» TASK STATEMENT
Wherever "order" occurs in the entries, copy the line that holds it.

» LISTED RECORDS
+ + + +

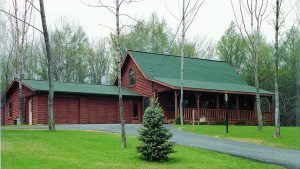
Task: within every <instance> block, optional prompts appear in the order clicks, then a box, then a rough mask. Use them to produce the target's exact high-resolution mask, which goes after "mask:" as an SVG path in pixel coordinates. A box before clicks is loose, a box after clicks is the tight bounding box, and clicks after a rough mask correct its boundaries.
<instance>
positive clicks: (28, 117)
mask: <svg viewBox="0 0 300 169" xmlns="http://www.w3.org/2000/svg"><path fill="white" fill-rule="evenodd" d="M28 124H29V125H32V99H29V101H28Z"/></svg>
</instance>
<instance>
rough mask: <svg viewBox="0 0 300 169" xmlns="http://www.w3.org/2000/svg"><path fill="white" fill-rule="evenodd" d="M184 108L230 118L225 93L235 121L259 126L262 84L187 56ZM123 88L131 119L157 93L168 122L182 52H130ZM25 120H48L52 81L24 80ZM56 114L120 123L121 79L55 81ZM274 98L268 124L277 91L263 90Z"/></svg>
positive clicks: (12, 95)
mask: <svg viewBox="0 0 300 169" xmlns="http://www.w3.org/2000/svg"><path fill="white" fill-rule="evenodd" d="M184 64H185V69H184V83H183V88H184V110H183V115H184V119H185V120H186V121H191V120H192V116H193V115H192V114H193V112H194V117H195V119H196V120H197V119H199V118H201V117H205V118H206V119H208V121H209V122H210V123H211V124H213V123H217V122H218V121H221V120H224V118H225V102H224V95H225V94H228V96H229V101H228V104H229V107H228V109H229V110H228V111H229V121H230V123H237V122H239V121H241V120H243V121H245V122H246V123H247V124H256V122H257V115H256V107H255V91H256V88H255V87H253V86H249V85H248V84H247V83H246V82H245V81H243V80H242V78H241V77H240V76H239V75H238V73H237V72H236V71H235V70H234V69H233V68H232V67H231V66H230V65H229V64H227V63H225V62H221V61H214V60H206V59H196V58H187V57H186V58H185V60H184ZM121 72H122V79H121V80H122V88H123V90H122V91H123V99H124V114H125V121H126V123H140V122H141V120H142V115H143V111H144V110H145V108H146V107H147V105H148V104H149V98H150V97H151V96H153V95H157V96H158V97H159V101H160V104H161V106H162V108H163V110H164V115H165V120H166V122H167V123H173V122H174V121H175V119H176V117H177V116H178V115H179V98H180V96H179V93H180V56H173V55H165V54H156V53H148V52H141V51H133V50H129V51H127V52H126V56H125V59H124V62H123V64H122V69H121ZM22 82H23V88H24V106H23V107H24V110H25V111H24V115H23V116H24V122H25V123H27V124H46V123H47V94H48V82H47V81H37V80H23V81H22ZM54 89H55V98H54V117H55V123H57V124H103V123H119V121H120V120H119V110H118V97H117V95H118V88H117V79H115V81H114V85H112V86H108V85H88V84H77V83H60V82H55V83H54ZM18 95H19V94H18V80H14V81H13V82H12V83H11V85H10V86H9V88H8V90H7V92H6V93H5V95H4V97H5V99H6V104H5V109H4V111H3V114H2V117H3V118H4V120H3V122H4V124H5V125H9V124H14V122H15V120H16V118H17V117H18V116H19V107H20V106H19V98H18ZM260 95H261V97H265V98H267V99H268V100H269V109H268V110H267V111H265V112H263V119H264V122H265V123H266V124H272V123H273V112H272V107H273V106H272V97H273V95H274V94H273V93H272V92H269V91H266V90H263V89H260Z"/></svg>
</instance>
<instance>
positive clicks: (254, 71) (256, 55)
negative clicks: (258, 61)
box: [254, 20, 263, 131]
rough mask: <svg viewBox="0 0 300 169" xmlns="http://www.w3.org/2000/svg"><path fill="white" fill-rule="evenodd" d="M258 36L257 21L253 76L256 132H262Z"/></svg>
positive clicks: (261, 116) (257, 22)
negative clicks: (255, 95)
mask: <svg viewBox="0 0 300 169" xmlns="http://www.w3.org/2000/svg"><path fill="white" fill-rule="evenodd" d="M259 36H260V25H259V20H258V21H257V30H256V37H255V45H254V46H255V53H254V57H255V64H254V76H255V87H256V113H257V118H258V130H259V131H261V130H262V126H263V121H262V120H263V119H262V112H261V107H260V105H261V103H260V93H259V81H258V58H259V40H260V39H259V38H260V37H259Z"/></svg>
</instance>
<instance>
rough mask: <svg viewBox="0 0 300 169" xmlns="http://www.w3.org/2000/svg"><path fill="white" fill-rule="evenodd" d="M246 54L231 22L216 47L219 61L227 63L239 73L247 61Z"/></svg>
mask: <svg viewBox="0 0 300 169" xmlns="http://www.w3.org/2000/svg"><path fill="white" fill-rule="evenodd" d="M247 52H248V50H247V48H246V44H245V42H244V41H243V38H242V37H241V36H240V34H239V33H238V32H237V31H236V25H235V24H234V22H231V23H230V25H229V28H228V29H227V30H226V31H225V33H224V35H223V36H222V37H221V39H220V40H219V42H218V45H217V54H218V56H219V59H220V60H222V61H225V62H227V63H229V64H230V65H231V66H233V67H234V68H235V69H236V71H237V72H239V73H240V72H241V69H243V67H244V64H245V61H246V59H247V54H248V53H247Z"/></svg>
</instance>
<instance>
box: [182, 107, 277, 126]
mask: <svg viewBox="0 0 300 169" xmlns="http://www.w3.org/2000/svg"><path fill="white" fill-rule="evenodd" d="M193 111H194V112H195V114H194V116H195V120H198V119H199V118H200V117H206V118H207V119H208V121H218V120H222V119H225V118H226V110H225V109H199V112H198V110H197V108H184V109H183V117H184V119H185V120H192V119H193ZM179 112H180V110H179V108H178V110H177V116H179ZM263 118H264V119H263V120H264V122H268V123H271V122H273V113H271V112H263ZM228 120H229V121H239V120H245V121H251V122H256V121H257V114H256V112H255V111H251V110H228Z"/></svg>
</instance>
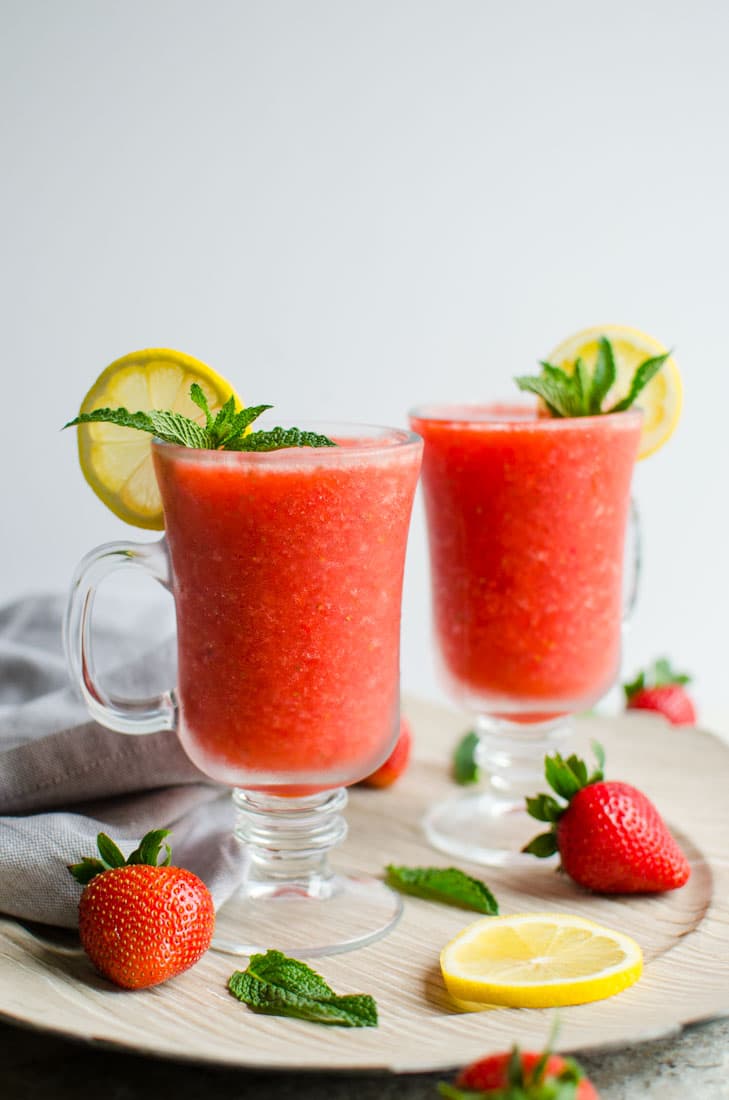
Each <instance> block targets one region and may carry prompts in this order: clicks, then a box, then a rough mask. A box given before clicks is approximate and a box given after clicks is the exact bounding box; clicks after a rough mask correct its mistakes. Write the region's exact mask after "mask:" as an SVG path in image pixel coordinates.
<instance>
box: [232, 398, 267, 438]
mask: <svg viewBox="0 0 729 1100" xmlns="http://www.w3.org/2000/svg"><path fill="white" fill-rule="evenodd" d="M270 408H273V405H248V407H247V408H245V409H241V411H240V412H236V414H235V416H234V417H233V419H232V420H231V426H230V432H229V434H228V439H229V440H232V439H235V438H236V437H238V436H242V434H243V432H244V431H245V429H246V428H247V427H248V426H250V425H252V423H253V421H254V420H257V419H258V417H259V416H261V414H262V412H265V411H266V409H270Z"/></svg>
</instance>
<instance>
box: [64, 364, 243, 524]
mask: <svg viewBox="0 0 729 1100" xmlns="http://www.w3.org/2000/svg"><path fill="white" fill-rule="evenodd" d="M194 382H197V383H198V384H199V385H200V386H201V388H202V390H203V393H205V395H206V397H207V398H208V404H209V405H210V410H211V411H212V412H214V411H216V410H217V409H219V408H220V406H221V405H223V404H224V403H225V401H227V400H228V398H229V397H230V396H231V395H234V396H235V399H236V404H238V405H240V404H241V403H240V400H239V398H238V395H236V394H234V390H233V389H232V387H231V385H230V383H228V382H225V379H224V378H221V377H220V375H219V374H216V372H214V371H212V370H211V368H210V367H209V366H206V364H205V363H200V362H199V361H198V360H197V359H192V357H191V356H190V355H184V354H183V352H179V351H169V350H168V349H166V348H152V349H147V350H146V351H134V352H131V354H129V355H124V356H123V359H118V360H115V362H113V363H112V364H111V365H110V366H108V367H107V368H106V371H103V372H102V373H101V374H100V375H99V377H98V378H97V379H96V382H95V383H93V385H92V386H91V388H90V389H89V392H88V394H87V395H86V397H85V398H84V401H82V404H81V408H80V411H81V412H92V411H93V409H98V408H104V407H108V408H119V407H120V406H123V407H124V408H126V409H129V410H130V412H136V411H146V410H147V409H172V410H173V411H175V412H181V414H183V415H184V416H187V417H190V419H194V420H197V421H198V422H200V423H205V414H203V412H202V410H201V409H199V408H198V406H197V405H196V404H195V403H194V401H192V400H191V399H190V386H191V385H192V383H194ZM77 431H78V458H79V462H80V464H81V471H82V473H84V476H85V477H86V480H87V482H88V483H89V485H90V486H91V488H92V489H93V492H95V493H96V494H97V496H98V497H100V499H101V500H103V503H104V504H106V505H107V507H108V508H111V510H112V511H113V513H114V515H117V516H119V518H120V519H124V520H125V521H126V522H128V524H133V525H134V526H135V527H146V528H148V529H150V530H155V531H158V530H162V529H163V527H164V526H165V525H164V516H163V511H162V500H161V498H159V491H158V488H157V481H156V477H155V474H154V465H153V462H152V436H150V434H148V433H147V432H144V431H136V430H135V429H134V428H120V427H118V426H117V425H113V423H104V422H103V421H99V422H96V423H82V425H79V426H78V428H77Z"/></svg>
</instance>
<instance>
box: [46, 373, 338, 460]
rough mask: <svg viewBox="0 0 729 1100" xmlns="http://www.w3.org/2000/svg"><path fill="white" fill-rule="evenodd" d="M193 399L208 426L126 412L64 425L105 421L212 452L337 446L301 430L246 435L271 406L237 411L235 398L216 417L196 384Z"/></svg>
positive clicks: (151, 410) (109, 413)
mask: <svg viewBox="0 0 729 1100" xmlns="http://www.w3.org/2000/svg"><path fill="white" fill-rule="evenodd" d="M190 399H191V400H192V401H194V403H195V404H196V405H197V406H198V408H199V409H201V410H202V412H205V418H206V422H205V426H203V425H200V423H198V422H197V420H192V419H190V417H186V416H183V414H181V412H173V411H172V410H169V409H150V410H147V411H139V412H130V411H129V409H125V408H99V409H93V410H92V411H91V412H81V414H80V415H79V416H77V417H75V418H74V419H73V420H69V421H68V423H65V425H64V428H73V427H75V426H76V425H79V423H98V422H99V421H103V422H106V423H115V425H118V426H119V427H121V428H134V429H136V430H137V431H146V432H150V433H151V434H153V436H156V438H157V439H162V440H163V441H164V442H165V443H175V444H177V445H178V447H191V448H196V449H198V450H209V451H278V450H281V449H283V448H285V447H334V445H335V444H334V442H333V441H332V440H331V439H329V437H328V436H321V434H319V433H318V432H313V431H301V430H300V429H299V428H272V429H270V430H268V431H253V432H250V433H248V434H246V431H247V429H248V428H250V426H251V425H252V423H253V422H254V420H257V418H258V417H259V416H261V414H262V412H265V411H266V409H269V408H272V407H273V406H270V405H251V406H248V407H247V408H244V409H239V410H236V408H235V398H234V397H229V399H228V400H227V401H225V404H224V405H223V406H222V407H221V408H220V409H218V412H217V414H216V416H214V417H213V415H212V412H211V411H210V406H209V405H208V399H207V397H206V395H205V393H203V390H202V387H201V386H199V385H198V383H197V382H194V383H192V385H191V386H190Z"/></svg>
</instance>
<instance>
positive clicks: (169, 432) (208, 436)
mask: <svg viewBox="0 0 729 1100" xmlns="http://www.w3.org/2000/svg"><path fill="white" fill-rule="evenodd" d="M146 416H147V417H148V418H150V421H151V422H152V426H153V428H154V433H155V436H156V437H157V439H162V440H164V441H165V443H176V444H177V447H194V448H197V449H199V450H202V449H206V448H208V447H210V436H209V434H208V431H207V429H206V428H203V427H202V426H201V425H199V423H198V422H197V420H190V419H189V417H186V416H183V414H181V412H167V411H164V410H161V409H151V410H150V411H148V412H147V414H146Z"/></svg>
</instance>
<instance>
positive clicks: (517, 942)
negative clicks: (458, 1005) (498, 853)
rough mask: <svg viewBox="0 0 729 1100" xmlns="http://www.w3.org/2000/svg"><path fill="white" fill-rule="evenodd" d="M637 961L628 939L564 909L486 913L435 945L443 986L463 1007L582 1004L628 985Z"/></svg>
mask: <svg viewBox="0 0 729 1100" xmlns="http://www.w3.org/2000/svg"><path fill="white" fill-rule="evenodd" d="M642 968H643V961H642V954H641V949H640V947H639V946H638V944H637V943H636V942H634V939H631V938H630V936H626V935H623V934H622V933H620V932H614V931H612V930H610V928H605V927H603V926H601V925H599V924H594V923H593V921H587V920H585V919H584V917H582V916H574V915H572V914H570V913H519V914H516V915H513V916H489V917H485V919H483V920H481V921H475V922H474V923H473V924H470V925H468V926H467V927H466V928H464V930H463V932H461V933H460V934H459V935H457V936H456V937H455V939H452V941H451V943H450V944H448V945H446V946H445V947H444V948H443V950H442V952H441V970H442V971H443V978H444V980H445V986H446V988H448V990H449V992H450V993H451V996H452V997H453V998H454V999H455V1000H456V1001H459V1002H460V1003H463V1002H467V1003H463V1007H464V1008H476V1007H481V1008H487V1007H488V1005H491V1004H508V1005H511V1007H513V1008H528V1009H546V1008H552V1007H554V1005H560V1004H585V1003H586V1002H588V1001H599V1000H601V999H603V998H605V997H611V996H612V994H614V993H619V992H620V991H621V990H623V989H627V987H628V986H632V983H633V982H634V981H637V980H638V979H639V978H640V975H641V971H642Z"/></svg>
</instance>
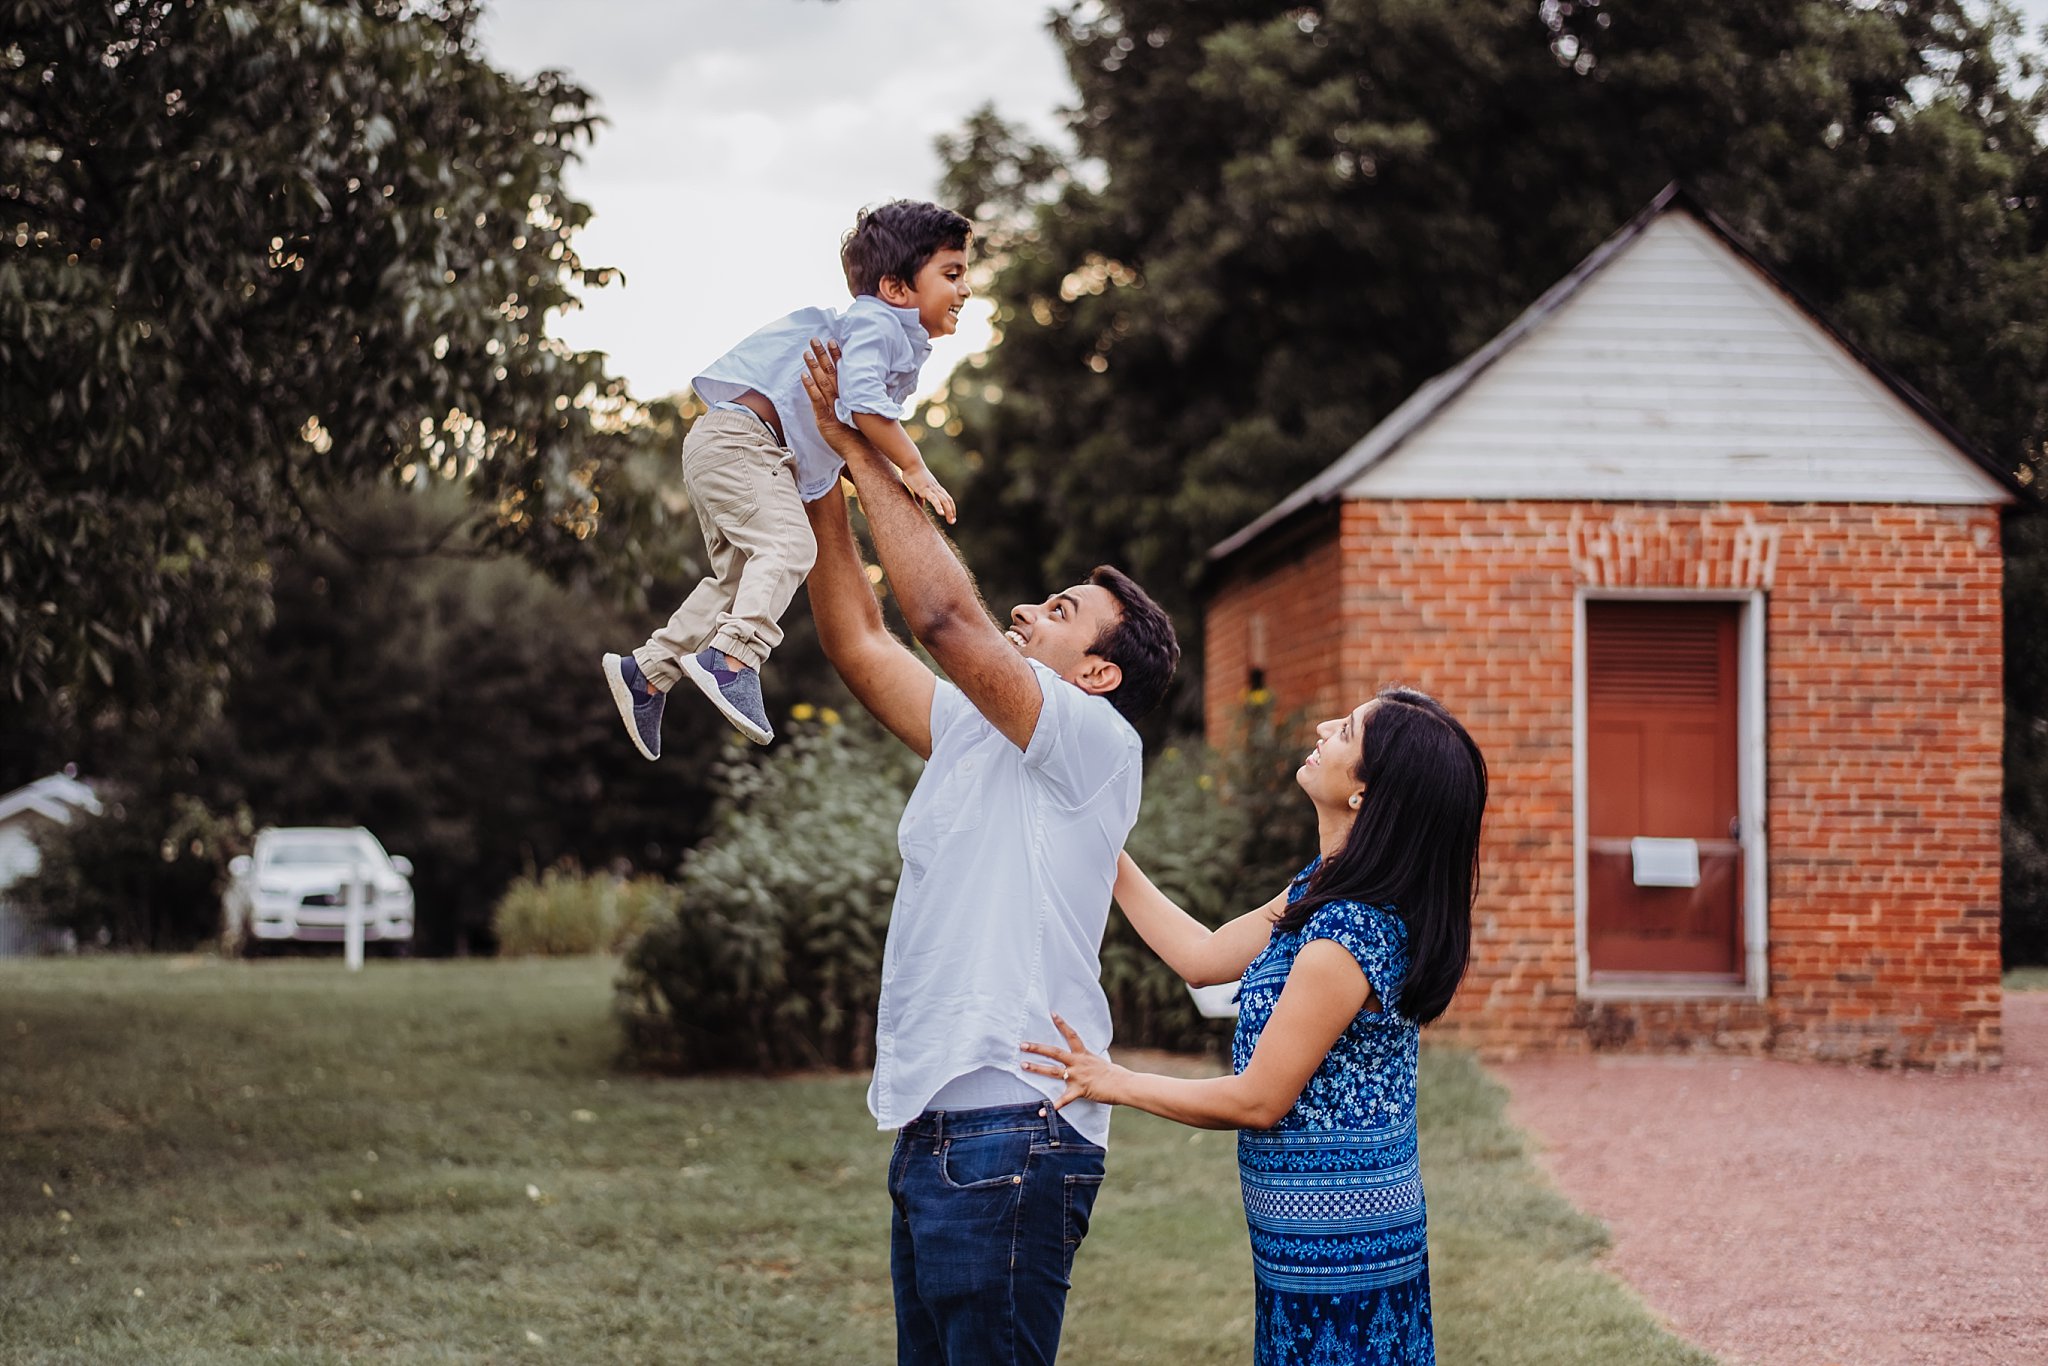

+ + + +

» SOLUTION TO THE EXERCISE
Task: within every <instance> block, optional prompts appear in the order clicks, then a box, then a rough mask. Use them to produce the target's exact high-resolution mask, which goes after "mask:" as an SVG path in pixel coordinates. A box before clicks is loose, a box after clicks is the tight bounding box, and clicks after a rough mask correct its boundaries.
Each <instance> block targets one region and may carry prompts in this order: clicks, then a box, then a rough mask. A box given before clicks is approximate and a box given after clicks is the exact bounding box; clicks after a rough mask correct its mistakes. Write the region's exact mask after "mask:" as an SVG path in image pixel coordinates.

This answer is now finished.